- _WHAT TO WORK ON_:
Sort through the entries below and pull out lines containing the word "yellow".

- _ENTRIES SUPPLIED_:
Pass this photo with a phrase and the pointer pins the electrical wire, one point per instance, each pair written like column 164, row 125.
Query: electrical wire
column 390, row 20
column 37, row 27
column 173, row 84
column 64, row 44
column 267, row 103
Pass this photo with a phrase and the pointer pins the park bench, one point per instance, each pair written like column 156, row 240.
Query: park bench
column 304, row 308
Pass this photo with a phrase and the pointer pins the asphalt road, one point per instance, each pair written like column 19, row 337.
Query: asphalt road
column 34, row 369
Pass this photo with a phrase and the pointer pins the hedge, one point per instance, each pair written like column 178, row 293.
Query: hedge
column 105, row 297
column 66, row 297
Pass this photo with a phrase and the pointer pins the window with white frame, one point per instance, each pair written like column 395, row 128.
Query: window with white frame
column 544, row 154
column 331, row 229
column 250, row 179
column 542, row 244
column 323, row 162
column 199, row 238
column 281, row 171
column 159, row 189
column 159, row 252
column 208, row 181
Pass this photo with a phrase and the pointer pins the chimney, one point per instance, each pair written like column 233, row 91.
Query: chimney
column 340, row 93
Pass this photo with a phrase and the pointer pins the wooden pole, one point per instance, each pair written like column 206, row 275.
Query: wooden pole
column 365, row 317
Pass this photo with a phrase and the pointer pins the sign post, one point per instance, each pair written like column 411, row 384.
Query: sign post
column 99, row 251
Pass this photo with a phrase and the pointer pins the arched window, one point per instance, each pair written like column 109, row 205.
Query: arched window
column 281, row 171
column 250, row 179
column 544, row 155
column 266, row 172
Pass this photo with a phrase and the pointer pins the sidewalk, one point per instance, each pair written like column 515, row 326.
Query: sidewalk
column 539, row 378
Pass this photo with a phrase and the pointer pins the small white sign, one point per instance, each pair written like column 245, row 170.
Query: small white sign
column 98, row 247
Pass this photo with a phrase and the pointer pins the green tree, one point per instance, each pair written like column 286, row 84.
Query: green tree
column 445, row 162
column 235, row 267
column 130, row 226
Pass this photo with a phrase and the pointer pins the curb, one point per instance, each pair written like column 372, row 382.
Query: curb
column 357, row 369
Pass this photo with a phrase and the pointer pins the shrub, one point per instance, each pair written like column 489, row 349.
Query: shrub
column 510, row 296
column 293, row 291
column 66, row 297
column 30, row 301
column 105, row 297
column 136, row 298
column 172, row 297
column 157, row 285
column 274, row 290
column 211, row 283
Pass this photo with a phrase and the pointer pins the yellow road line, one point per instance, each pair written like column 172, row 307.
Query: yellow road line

- _ANSWER TO THE EXERCISE_:
Pass this photo with a phrase and the pointer pins the yellow road line, one point per instance, each pair written like column 172, row 307.
Query: yellow road line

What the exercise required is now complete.